My primary practice is Signature Behavioral Health we work with individuals who have social, emotional, learning, and behavioral concerns. And most times, they are neurodivergent(Autism, ADHD). We offer ABA therapy, mental health counseling, caregiver support groups, and caregiver training.

We affirm children, teens, and young adults using a strengths-based and trauma-informed approach. We not only uplift the children and teens we service through ABA but empower parents and siblings of our neurodivergent and disabled clients with the common goal of enhancing the quality of life for the entire household.

My second practice is Whole Self Liberation Counseling. I provide individual and group sessions, as well as meditation. I have always had a passion for helping others but I am acutely passionate about helping Black people navigate daily stressors as well as racial trauma which includes internalized racism and anti-Blackness.
━━━━━━━━━━
▸ **PROBLEM STATEMENT**
According to the practice description, what does Whole Self Liberation Counseling provide? These lines come from a different source than the practice description.

▸ **DATA**
━━━━━━━━━━
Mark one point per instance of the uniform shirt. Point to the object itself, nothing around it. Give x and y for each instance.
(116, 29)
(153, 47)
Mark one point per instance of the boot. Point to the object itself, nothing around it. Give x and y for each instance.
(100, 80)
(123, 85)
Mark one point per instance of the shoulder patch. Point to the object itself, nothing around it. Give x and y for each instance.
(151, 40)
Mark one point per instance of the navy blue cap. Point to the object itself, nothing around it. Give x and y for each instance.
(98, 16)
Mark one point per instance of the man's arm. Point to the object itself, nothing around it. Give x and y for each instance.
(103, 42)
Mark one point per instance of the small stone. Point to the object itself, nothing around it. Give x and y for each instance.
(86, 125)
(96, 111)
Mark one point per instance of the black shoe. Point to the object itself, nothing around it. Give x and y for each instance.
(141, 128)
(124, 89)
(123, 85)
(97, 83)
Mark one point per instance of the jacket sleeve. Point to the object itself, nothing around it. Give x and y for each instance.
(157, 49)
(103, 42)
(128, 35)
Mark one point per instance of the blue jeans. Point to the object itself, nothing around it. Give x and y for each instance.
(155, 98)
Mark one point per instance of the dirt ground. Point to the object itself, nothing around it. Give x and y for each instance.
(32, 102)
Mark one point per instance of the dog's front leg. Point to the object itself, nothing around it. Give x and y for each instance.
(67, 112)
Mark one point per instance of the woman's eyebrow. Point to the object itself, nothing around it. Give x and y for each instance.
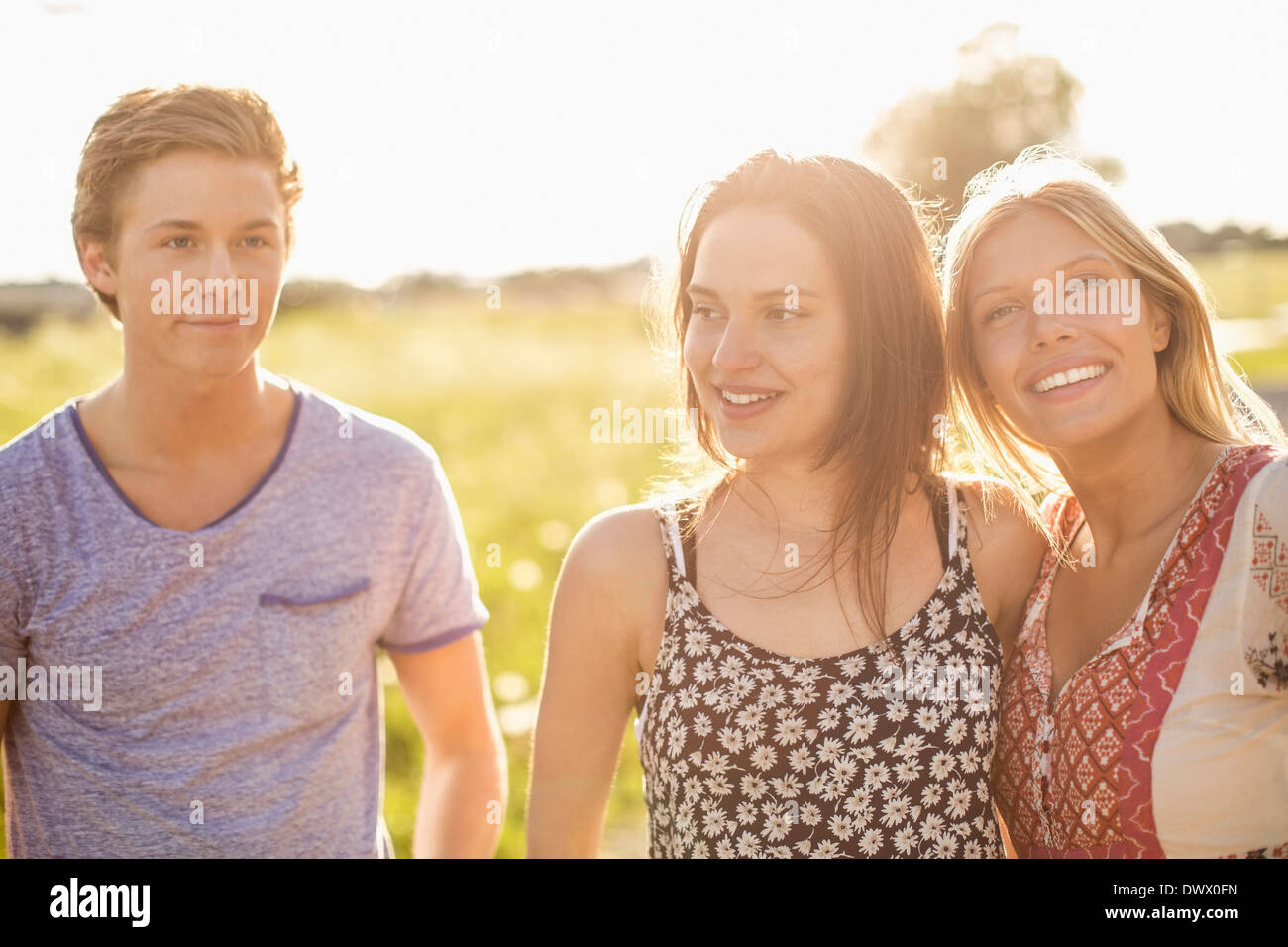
(1074, 262)
(695, 290)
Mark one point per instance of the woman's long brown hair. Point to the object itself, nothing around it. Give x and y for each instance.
(894, 406)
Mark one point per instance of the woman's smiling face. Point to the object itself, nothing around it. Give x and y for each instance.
(1063, 377)
(769, 365)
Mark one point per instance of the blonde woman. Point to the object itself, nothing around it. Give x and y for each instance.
(1145, 703)
(782, 621)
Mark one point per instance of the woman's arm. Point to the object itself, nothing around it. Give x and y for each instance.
(1006, 552)
(610, 589)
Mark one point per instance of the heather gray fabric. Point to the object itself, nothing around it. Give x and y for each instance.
(223, 664)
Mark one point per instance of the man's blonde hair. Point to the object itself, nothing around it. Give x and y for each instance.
(143, 125)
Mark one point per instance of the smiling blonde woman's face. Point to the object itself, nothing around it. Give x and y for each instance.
(1064, 377)
(746, 343)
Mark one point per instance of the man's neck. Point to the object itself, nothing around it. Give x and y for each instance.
(180, 420)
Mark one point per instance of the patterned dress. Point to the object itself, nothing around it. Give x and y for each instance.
(1172, 740)
(752, 754)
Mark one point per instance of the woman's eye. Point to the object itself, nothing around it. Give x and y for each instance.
(1083, 283)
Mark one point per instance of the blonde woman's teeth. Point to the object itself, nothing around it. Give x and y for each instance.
(1069, 377)
(746, 398)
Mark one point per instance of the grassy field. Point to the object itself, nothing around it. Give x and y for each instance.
(506, 399)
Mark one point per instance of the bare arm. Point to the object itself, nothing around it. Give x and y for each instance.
(464, 785)
(1006, 553)
(612, 582)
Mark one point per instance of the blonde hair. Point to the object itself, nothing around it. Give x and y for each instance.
(143, 125)
(1199, 385)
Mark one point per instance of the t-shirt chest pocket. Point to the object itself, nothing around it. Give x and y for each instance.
(317, 655)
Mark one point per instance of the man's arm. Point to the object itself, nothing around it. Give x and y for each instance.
(464, 784)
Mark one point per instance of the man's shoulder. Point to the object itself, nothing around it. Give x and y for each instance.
(31, 451)
(377, 442)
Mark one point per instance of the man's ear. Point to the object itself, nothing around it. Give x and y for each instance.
(94, 264)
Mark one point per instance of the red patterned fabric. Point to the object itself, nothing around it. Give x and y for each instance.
(1072, 775)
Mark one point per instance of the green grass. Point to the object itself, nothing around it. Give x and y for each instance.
(1245, 283)
(505, 398)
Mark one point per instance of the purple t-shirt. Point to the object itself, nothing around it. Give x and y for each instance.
(240, 711)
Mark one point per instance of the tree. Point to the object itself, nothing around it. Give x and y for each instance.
(1001, 102)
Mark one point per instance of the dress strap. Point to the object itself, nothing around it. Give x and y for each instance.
(678, 553)
(953, 531)
(688, 544)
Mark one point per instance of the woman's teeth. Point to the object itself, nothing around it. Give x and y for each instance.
(746, 398)
(1068, 377)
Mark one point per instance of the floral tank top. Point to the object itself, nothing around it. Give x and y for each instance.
(876, 753)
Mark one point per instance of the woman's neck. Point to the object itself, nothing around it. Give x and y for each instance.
(1131, 483)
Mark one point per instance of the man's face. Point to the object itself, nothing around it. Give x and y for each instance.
(218, 221)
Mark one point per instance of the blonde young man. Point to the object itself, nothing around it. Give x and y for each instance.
(218, 553)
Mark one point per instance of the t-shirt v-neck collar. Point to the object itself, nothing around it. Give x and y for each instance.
(259, 484)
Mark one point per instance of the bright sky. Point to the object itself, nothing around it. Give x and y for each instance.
(483, 140)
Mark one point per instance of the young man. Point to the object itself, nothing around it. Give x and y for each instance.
(220, 552)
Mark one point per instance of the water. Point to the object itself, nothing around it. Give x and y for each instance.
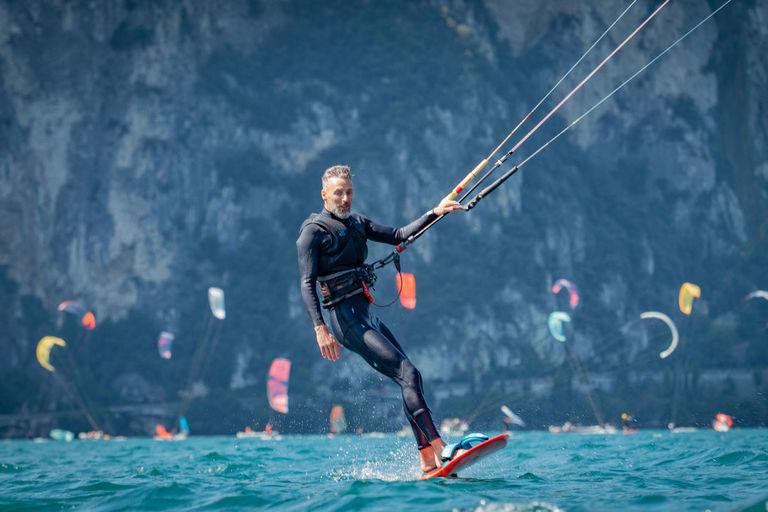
(538, 471)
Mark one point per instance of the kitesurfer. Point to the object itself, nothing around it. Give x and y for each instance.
(332, 247)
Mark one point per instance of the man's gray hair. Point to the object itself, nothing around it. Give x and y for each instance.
(337, 171)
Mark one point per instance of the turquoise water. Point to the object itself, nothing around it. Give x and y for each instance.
(538, 471)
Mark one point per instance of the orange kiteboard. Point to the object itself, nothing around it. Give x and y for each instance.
(466, 459)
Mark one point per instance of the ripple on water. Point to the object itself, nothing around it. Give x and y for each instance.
(10, 468)
(734, 458)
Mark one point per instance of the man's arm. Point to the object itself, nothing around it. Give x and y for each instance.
(308, 246)
(394, 236)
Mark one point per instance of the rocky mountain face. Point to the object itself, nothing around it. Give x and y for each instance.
(150, 150)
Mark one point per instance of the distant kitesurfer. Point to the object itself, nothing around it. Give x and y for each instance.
(332, 248)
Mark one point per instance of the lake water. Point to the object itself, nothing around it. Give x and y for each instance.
(538, 471)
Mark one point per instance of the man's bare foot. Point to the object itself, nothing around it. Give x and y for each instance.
(428, 459)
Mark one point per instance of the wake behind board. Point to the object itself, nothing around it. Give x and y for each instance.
(469, 457)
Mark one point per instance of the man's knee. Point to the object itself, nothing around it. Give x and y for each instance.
(410, 374)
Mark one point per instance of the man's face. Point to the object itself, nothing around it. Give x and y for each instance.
(337, 196)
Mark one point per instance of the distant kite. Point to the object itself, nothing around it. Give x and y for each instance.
(573, 298)
(688, 292)
(216, 301)
(76, 308)
(664, 318)
(164, 343)
(43, 351)
(555, 324)
(406, 283)
(277, 384)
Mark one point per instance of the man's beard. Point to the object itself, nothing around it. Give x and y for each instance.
(342, 214)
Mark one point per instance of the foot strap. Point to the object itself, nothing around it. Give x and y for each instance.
(466, 443)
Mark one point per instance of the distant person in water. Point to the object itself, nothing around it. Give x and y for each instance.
(332, 248)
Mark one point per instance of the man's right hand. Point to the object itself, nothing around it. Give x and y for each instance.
(329, 346)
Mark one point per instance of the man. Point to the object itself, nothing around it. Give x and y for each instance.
(332, 248)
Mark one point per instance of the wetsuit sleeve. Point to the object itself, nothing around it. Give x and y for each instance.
(308, 246)
(394, 236)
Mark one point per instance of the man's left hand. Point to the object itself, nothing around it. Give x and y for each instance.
(447, 206)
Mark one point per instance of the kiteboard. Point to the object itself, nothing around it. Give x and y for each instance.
(466, 459)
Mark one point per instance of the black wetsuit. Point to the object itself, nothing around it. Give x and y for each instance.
(353, 323)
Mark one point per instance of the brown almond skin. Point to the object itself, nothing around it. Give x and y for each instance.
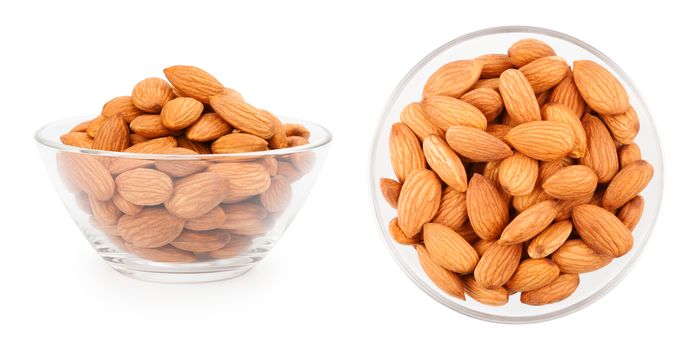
(445, 162)
(600, 89)
(445, 112)
(549, 240)
(453, 209)
(153, 227)
(390, 190)
(517, 174)
(144, 186)
(493, 297)
(453, 79)
(405, 151)
(527, 50)
(448, 249)
(476, 144)
(542, 140)
(627, 184)
(631, 213)
(575, 256)
(529, 223)
(518, 97)
(571, 182)
(447, 281)
(497, 265)
(416, 118)
(195, 195)
(487, 208)
(602, 230)
(419, 201)
(532, 274)
(560, 289)
(601, 153)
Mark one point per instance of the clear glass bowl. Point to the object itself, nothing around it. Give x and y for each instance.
(497, 40)
(252, 227)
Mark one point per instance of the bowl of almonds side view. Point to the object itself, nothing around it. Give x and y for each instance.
(183, 180)
(516, 174)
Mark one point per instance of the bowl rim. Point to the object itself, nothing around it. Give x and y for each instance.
(324, 140)
(432, 291)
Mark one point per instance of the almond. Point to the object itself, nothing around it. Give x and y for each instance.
(77, 139)
(453, 209)
(600, 89)
(278, 196)
(517, 174)
(488, 210)
(566, 93)
(112, 136)
(446, 280)
(575, 256)
(494, 297)
(244, 179)
(445, 111)
(201, 241)
(151, 228)
(121, 107)
(492, 65)
(181, 112)
(631, 213)
(518, 97)
(195, 195)
(416, 118)
(550, 239)
(453, 79)
(193, 82)
(624, 127)
(602, 230)
(243, 116)
(560, 289)
(405, 151)
(445, 162)
(88, 174)
(497, 265)
(208, 127)
(390, 190)
(542, 140)
(627, 184)
(532, 274)
(571, 182)
(560, 113)
(628, 154)
(488, 101)
(151, 94)
(399, 236)
(601, 153)
(149, 126)
(525, 51)
(529, 223)
(419, 200)
(211, 220)
(144, 186)
(545, 73)
(475, 144)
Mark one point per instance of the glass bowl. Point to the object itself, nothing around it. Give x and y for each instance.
(224, 242)
(592, 285)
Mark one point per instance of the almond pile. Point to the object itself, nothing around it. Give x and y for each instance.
(515, 174)
(183, 210)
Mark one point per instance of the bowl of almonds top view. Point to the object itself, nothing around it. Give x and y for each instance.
(516, 174)
(183, 180)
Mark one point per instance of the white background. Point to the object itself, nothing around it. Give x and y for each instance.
(330, 283)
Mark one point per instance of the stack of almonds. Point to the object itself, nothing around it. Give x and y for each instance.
(189, 209)
(515, 174)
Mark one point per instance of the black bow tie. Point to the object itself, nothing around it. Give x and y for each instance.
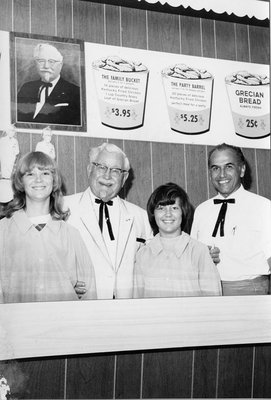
(44, 85)
(103, 205)
(221, 216)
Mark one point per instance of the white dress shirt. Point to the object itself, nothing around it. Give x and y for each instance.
(246, 246)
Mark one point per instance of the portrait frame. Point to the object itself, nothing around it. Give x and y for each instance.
(23, 70)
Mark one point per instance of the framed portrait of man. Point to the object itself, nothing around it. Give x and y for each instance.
(47, 82)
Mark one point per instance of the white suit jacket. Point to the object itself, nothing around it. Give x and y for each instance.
(133, 229)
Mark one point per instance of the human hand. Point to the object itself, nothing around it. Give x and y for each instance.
(80, 288)
(214, 253)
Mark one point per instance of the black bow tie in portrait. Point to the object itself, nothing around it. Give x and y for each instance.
(221, 216)
(44, 86)
(103, 206)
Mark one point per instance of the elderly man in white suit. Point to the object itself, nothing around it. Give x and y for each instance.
(113, 229)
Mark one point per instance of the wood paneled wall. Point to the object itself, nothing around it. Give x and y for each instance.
(240, 371)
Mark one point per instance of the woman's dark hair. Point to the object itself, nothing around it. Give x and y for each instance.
(167, 194)
(26, 164)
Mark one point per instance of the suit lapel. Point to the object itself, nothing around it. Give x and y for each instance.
(125, 226)
(88, 218)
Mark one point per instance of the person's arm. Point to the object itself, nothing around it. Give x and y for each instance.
(85, 286)
(214, 253)
(138, 288)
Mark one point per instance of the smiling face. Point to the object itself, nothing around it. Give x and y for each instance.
(168, 219)
(49, 63)
(103, 184)
(38, 185)
(226, 171)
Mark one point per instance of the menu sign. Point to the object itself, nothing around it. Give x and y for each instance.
(189, 97)
(121, 89)
(249, 99)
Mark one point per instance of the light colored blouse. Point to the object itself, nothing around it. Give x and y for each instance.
(175, 267)
(42, 265)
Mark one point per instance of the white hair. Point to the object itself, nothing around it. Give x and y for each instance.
(47, 46)
(111, 148)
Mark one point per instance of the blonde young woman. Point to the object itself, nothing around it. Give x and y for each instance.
(42, 258)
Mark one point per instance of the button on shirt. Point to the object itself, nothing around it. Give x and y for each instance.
(246, 246)
(114, 215)
(181, 268)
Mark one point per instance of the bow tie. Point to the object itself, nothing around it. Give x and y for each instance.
(221, 216)
(103, 206)
(44, 85)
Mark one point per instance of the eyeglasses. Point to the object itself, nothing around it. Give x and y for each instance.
(102, 169)
(42, 61)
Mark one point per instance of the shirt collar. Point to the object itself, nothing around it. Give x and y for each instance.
(235, 195)
(156, 245)
(93, 197)
(24, 224)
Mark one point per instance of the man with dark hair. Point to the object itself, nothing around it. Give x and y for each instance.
(238, 222)
(51, 99)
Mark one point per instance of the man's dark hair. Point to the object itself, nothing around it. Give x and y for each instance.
(167, 194)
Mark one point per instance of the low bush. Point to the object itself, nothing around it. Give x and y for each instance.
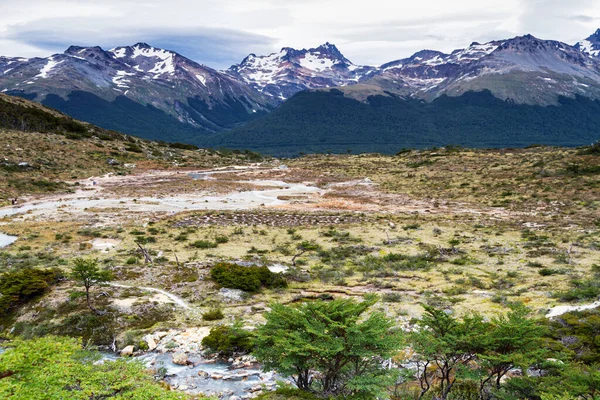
(19, 287)
(229, 339)
(204, 244)
(249, 279)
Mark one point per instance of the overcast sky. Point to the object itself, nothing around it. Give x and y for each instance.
(219, 33)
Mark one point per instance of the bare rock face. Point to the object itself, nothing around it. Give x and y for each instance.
(127, 351)
(151, 342)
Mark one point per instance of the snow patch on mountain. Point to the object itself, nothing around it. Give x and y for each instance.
(588, 47)
(316, 63)
(120, 79)
(201, 79)
(46, 69)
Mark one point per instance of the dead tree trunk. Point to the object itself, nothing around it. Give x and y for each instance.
(147, 258)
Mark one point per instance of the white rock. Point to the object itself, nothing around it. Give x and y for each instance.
(127, 351)
(180, 359)
(151, 343)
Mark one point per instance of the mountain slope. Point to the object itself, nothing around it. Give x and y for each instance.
(524, 70)
(43, 148)
(166, 90)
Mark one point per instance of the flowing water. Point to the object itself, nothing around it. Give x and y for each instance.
(215, 378)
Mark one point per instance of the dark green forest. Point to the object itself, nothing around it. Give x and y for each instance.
(327, 121)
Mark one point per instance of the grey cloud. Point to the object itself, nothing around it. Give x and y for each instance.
(217, 48)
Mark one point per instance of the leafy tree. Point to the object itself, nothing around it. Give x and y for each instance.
(511, 341)
(331, 348)
(56, 368)
(87, 273)
(229, 339)
(447, 343)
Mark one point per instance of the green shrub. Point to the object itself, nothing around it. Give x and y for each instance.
(249, 279)
(204, 244)
(228, 340)
(22, 286)
(220, 239)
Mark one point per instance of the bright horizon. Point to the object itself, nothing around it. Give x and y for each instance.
(222, 33)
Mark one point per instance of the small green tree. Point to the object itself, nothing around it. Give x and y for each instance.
(447, 343)
(332, 348)
(513, 340)
(57, 368)
(87, 273)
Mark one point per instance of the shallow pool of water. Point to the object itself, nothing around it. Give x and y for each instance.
(6, 240)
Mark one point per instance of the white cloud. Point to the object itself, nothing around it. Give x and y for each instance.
(220, 32)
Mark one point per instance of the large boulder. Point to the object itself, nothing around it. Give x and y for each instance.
━━━━━━━━━━
▸ **RESULT OF THIS TASK**
Individual and group sessions, as well as meditation.